── Data section

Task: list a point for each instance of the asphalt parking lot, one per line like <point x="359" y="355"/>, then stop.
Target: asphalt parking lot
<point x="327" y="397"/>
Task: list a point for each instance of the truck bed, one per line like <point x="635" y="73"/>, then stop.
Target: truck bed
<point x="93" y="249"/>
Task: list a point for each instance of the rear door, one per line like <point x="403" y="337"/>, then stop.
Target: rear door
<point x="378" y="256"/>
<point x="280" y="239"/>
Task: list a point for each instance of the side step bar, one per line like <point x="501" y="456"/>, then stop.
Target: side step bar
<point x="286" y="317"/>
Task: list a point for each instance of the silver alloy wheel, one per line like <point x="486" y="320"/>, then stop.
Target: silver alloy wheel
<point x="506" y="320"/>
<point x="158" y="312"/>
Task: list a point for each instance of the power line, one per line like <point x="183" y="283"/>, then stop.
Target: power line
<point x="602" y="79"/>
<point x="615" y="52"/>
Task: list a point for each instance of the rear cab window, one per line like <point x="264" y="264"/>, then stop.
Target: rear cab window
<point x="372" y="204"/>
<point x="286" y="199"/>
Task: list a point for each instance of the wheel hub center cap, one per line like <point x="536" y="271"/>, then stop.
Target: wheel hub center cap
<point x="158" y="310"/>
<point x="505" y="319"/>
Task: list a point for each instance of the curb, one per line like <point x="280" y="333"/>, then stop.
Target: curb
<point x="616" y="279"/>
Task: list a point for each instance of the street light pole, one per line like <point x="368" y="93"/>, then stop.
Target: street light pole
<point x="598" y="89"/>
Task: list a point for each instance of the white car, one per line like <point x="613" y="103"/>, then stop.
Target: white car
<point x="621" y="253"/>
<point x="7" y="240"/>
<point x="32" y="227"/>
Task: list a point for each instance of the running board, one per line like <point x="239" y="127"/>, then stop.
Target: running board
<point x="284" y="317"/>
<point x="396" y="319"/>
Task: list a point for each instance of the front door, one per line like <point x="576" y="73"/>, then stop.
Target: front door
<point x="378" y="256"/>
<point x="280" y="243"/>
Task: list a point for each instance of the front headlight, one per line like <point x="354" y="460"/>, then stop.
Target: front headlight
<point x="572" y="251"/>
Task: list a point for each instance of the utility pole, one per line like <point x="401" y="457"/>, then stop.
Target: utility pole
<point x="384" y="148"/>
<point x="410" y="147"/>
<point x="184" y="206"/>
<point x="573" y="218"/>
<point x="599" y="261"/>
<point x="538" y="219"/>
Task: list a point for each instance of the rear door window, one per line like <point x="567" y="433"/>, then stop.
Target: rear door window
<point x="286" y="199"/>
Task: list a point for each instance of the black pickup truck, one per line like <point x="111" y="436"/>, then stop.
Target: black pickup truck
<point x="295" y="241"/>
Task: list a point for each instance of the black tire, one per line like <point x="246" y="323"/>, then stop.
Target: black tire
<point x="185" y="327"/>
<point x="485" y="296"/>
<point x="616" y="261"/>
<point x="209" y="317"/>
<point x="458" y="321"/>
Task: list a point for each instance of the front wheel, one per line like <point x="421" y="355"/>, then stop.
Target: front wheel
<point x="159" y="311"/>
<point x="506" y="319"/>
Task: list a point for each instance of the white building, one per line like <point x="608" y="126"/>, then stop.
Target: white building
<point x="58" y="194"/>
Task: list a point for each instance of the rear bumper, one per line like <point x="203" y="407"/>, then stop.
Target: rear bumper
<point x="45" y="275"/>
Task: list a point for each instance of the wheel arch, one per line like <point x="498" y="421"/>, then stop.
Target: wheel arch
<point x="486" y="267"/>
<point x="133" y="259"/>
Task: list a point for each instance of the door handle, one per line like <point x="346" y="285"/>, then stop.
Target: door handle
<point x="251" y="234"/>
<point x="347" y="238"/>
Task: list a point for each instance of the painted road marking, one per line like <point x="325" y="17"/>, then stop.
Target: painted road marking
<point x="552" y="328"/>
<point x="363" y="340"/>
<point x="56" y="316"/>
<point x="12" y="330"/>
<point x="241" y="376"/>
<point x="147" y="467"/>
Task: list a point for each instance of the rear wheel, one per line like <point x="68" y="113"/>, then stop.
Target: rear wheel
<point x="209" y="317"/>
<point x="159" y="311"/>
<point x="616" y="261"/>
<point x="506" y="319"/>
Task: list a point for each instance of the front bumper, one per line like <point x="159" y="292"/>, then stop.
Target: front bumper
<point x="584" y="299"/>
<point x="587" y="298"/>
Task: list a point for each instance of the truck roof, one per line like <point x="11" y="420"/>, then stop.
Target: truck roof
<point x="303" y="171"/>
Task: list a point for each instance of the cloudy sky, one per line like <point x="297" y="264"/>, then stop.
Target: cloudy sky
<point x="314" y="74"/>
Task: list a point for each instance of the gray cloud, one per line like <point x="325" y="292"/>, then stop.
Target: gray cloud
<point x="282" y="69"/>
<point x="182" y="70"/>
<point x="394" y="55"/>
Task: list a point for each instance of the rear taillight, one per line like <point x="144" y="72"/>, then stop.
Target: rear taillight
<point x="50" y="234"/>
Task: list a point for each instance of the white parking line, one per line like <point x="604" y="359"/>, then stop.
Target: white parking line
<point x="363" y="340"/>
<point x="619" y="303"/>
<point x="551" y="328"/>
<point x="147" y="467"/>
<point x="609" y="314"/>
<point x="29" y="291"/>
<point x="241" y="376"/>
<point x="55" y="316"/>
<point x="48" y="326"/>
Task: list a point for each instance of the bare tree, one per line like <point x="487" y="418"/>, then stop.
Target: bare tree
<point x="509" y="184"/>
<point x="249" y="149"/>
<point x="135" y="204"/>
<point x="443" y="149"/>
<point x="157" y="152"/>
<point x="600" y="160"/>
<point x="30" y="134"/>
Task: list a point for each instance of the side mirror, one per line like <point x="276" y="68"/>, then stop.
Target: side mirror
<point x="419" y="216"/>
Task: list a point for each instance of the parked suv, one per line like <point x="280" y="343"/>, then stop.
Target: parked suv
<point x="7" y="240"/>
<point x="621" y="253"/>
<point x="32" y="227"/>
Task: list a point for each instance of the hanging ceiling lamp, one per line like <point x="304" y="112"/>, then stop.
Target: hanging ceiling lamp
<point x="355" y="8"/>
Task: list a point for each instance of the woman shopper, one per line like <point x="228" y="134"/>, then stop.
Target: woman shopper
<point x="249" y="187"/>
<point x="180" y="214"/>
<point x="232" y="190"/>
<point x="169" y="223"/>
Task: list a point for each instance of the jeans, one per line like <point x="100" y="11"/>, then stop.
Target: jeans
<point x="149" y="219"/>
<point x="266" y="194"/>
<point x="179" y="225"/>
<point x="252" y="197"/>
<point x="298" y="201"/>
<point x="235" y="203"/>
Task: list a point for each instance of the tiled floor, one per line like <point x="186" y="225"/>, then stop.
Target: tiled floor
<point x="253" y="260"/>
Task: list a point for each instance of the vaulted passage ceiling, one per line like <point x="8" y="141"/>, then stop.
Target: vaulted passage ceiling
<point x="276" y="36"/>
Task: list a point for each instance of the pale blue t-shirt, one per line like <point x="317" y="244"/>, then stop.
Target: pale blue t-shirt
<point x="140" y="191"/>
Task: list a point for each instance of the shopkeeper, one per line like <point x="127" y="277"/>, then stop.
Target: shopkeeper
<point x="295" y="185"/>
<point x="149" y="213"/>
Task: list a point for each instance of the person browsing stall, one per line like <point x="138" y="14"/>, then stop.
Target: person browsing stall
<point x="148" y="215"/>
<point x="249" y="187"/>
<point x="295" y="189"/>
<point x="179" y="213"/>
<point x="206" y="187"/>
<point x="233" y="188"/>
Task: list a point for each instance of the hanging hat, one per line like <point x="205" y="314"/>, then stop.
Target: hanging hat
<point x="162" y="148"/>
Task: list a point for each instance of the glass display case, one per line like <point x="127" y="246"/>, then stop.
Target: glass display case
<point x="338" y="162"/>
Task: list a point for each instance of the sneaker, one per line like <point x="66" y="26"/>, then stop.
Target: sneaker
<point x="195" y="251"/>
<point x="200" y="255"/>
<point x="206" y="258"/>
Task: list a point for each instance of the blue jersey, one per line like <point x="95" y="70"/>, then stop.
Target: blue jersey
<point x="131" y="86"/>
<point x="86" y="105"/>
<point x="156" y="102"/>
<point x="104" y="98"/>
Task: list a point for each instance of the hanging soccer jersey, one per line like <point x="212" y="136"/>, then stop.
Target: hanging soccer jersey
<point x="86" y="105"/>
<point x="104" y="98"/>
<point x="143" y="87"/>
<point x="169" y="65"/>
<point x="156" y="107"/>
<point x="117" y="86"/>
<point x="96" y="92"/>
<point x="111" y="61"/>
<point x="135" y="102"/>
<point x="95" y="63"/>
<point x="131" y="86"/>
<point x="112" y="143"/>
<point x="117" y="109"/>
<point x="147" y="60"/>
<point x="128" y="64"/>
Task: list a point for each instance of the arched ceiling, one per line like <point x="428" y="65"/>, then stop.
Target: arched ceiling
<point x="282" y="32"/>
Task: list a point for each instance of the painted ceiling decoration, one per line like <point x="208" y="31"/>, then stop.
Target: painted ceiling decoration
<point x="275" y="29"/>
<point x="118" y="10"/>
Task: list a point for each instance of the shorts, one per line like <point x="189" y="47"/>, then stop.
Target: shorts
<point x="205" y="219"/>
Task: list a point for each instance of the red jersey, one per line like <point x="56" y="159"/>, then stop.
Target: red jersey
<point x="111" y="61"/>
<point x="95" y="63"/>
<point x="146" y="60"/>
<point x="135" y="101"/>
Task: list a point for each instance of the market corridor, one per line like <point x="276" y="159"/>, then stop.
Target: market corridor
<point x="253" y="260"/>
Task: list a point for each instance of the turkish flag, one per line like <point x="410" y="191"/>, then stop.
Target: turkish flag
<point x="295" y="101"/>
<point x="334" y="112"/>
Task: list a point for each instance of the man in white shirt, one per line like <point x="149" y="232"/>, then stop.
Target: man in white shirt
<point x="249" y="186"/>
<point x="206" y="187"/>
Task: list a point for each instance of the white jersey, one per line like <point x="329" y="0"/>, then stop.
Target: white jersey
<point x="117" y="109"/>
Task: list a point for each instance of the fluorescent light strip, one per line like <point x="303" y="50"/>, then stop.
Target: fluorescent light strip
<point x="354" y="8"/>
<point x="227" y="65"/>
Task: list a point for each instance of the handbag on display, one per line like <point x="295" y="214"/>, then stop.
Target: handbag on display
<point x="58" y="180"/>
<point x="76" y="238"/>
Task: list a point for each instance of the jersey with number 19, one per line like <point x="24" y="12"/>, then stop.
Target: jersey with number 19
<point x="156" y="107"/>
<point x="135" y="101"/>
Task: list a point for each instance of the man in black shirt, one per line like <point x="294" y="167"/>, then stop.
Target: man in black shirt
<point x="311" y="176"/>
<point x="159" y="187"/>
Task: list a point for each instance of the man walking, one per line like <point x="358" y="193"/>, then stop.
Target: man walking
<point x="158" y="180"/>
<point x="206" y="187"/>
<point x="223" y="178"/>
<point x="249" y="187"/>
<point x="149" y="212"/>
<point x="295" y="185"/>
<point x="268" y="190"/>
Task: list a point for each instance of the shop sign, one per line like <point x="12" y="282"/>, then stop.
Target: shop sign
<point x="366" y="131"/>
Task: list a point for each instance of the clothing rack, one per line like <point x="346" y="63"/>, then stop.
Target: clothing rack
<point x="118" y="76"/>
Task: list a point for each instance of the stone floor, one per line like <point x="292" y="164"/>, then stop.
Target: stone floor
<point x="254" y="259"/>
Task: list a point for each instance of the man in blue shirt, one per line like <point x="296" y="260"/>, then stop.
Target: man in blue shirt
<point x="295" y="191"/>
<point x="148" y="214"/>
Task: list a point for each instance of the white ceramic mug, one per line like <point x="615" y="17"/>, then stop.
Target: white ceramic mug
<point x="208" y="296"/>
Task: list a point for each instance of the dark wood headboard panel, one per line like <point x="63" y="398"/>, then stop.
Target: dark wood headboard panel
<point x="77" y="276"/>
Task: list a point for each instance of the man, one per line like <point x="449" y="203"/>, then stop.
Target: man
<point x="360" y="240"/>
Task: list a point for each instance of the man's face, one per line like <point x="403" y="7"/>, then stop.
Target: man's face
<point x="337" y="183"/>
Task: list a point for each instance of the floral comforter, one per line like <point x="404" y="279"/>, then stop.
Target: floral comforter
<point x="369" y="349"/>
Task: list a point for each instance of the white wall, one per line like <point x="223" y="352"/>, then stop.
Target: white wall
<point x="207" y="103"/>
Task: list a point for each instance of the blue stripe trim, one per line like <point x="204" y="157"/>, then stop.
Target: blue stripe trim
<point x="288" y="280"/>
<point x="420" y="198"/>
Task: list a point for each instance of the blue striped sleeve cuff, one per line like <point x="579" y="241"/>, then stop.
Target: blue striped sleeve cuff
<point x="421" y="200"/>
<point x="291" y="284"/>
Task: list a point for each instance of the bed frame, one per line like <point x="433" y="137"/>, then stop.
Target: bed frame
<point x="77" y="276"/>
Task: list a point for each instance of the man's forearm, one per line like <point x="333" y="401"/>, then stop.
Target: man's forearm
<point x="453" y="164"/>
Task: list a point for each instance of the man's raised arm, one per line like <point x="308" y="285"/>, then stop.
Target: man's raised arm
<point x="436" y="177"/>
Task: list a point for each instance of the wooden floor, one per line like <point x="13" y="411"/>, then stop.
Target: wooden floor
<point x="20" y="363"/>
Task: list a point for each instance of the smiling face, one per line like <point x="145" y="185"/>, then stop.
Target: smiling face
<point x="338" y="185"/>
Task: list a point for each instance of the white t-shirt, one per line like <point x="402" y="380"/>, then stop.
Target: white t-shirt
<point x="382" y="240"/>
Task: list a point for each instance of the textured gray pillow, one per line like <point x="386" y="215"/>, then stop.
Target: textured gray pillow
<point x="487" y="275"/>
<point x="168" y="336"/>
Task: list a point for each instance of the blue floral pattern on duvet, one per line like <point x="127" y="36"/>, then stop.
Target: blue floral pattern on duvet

────

> Exercise description: Return, unchanged, the run of lines above that opens with the line containing "Task: list a point for each instance of the painted road" and closes with the line containing "Task: list a point for each instance of the white parking". Include both.

> Completed task:
Task: list a point for each instance of the painted road marking, one per line like <point x="325" y="17"/>, then stop.
Target: painted road marking
<point x="552" y="328"/>
<point x="363" y="340"/>
<point x="56" y="316"/>
<point x="12" y="330"/>
<point x="241" y="376"/>
<point x="147" y="467"/>
Task: list a point for each instance of the rear wheel, one per line like <point x="68" y="113"/>, then stop.
Target: rear wheel
<point x="209" y="317"/>
<point x="159" y="311"/>
<point x="616" y="261"/>
<point x="506" y="319"/>
Task: list a point for each instance of the front bumper, one per line like <point x="159" y="292"/>, then stop.
Target: front bumper
<point x="584" y="299"/>
<point x="587" y="298"/>
Task: list a point for each instance of the truck roof, one per line like <point x="11" y="420"/>, then stop.
Target: truck roof
<point x="303" y="171"/>
Task: list a point for each instance of the cloudy sky, one per line like <point x="297" y="264"/>, then stop.
Target: cloudy sky
<point x="314" y="74"/>
Task: list a point for each instance of the gray cloud, one per line like <point x="325" y="292"/>, then stop.
Target: gray cloud
<point x="282" y="69"/>
<point x="182" y="70"/>
<point x="394" y="55"/>
Task: list a point for each instance of the rear taillight, one per line like <point x="144" y="72"/>, then stop.
Target: rear taillight
<point x="50" y="234"/>
Task: list a point for each instance of the white parking line, one per line like <point x="604" y="359"/>, then stop.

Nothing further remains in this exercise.